> **TEXT SECTION**

>>>>>

With the recent comments from the OIE on the severity of the ASF situation, a new report suggests that over 25 percent of the world’s pig population will die from the disease.
The impact of African swine fever in the last 12 months has been devastating for the global pig herd and experts are predicting that the situation will only deteriorate in the months to follow.
Continuing outbreaks of the disease in Asia, including big pork-producing nations China, the Philippines, Vietnam, have resulted in millions of deaths – actual numbers are predicted to be much higher than the figures published by authorities.
New outbreaks continue to emerge in Europe: Latvia, Slovakia, Romania and Hungary all confirmed new cases this week. Belgium has also announced it will be instigating a mass cull of wild boar, one of the major vectors for transmission of the disease from affected to unaffected regions.
With the virus now confirmed in 50 countries, the disease is threatening to move further West towards some of the biggest pork-producing regions, including Denmark and the Netherlands.
Biosecurity and border control has been heightened in the US, Canada and Brazil as one rogue case could put them on the map of infected nations.
This week UK newspaper, The Guardian, reported on the announcement from the OIE that around a quarter of the global pig population is expected to die as a result of ASF.
The massive deficit in the Asian pig herd has caused unparalleled rises in pork prices, with the pork retail price in China jumping 9.2 percent in a week to reach $8 per kilo.
Meat packers globally are looking to establish export agreements with China to take advantage of the supply gap. US packing company, JBS, recently announced its commitment to producing ractopamine-free pork to ensure that it can now export to China where the growth-enhancing substance is banned in all pork production.
Prevent the disease from spreading
There is no live or attenuated vaccine for the prevention of ASF therefore control of the virus is reliant on strict biosecurity.
- Do not feed domestic pigs food waste; this is illegal in the UK, other EU regions and some states within the US
- Where ‘permitted garbage feeding’ is legal in US states, pigs fed this way are prohibited from exportation.
- Do not leave food waste exposed for wild swine species to access. Dispose of food waste properly.
- Abide by strict biosecurity rules. Do not take pig meat onto farms, or restrict all food (and consumption of food) to a canteen. All staff on farm should be inducted onto a strict programme of hand and equipment sanitisation before and after contact with pigs.
- Follow rules and regulations on disposal of food waste at ferry ports and airports.
- Provide the means for staff and visitors to thoroughly sanitise their hands and equipment.
- Ensure that wild boar, warthogs and wild pigs, and materials potentially contaminated by such wild species do not come into contact with domestic pigs.
- Check infected regions before import of goods that could potentially be contaminated.
- Advise and educate people on the risks of bringing back pork products from infected regions.

<<<<<

> **THE DATA**

>>>>>

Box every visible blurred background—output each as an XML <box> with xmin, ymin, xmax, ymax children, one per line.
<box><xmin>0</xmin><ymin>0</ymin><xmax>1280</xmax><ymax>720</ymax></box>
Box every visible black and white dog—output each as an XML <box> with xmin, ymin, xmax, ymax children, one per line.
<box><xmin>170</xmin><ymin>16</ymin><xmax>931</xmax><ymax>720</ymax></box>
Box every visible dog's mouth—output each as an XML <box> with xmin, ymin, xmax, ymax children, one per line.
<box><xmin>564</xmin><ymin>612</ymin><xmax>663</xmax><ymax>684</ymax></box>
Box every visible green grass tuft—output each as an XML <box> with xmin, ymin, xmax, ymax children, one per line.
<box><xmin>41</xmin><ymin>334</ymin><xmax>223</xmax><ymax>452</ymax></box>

<<<<<

> **REQUIRED WORK**
Translate this sentence from the African swine fever article into Spanish: "There is no live or attenuated vaccine for the prevention of ASF therefore control of the virus is reliant on strict biosecurity."

> **SOLUTION FOR THIS EXERCISE**
No existe ninguna vacuna viva ni atenuada para la prevención de la PPA, por lo que el control del virus depende de una bioseguridad estricta.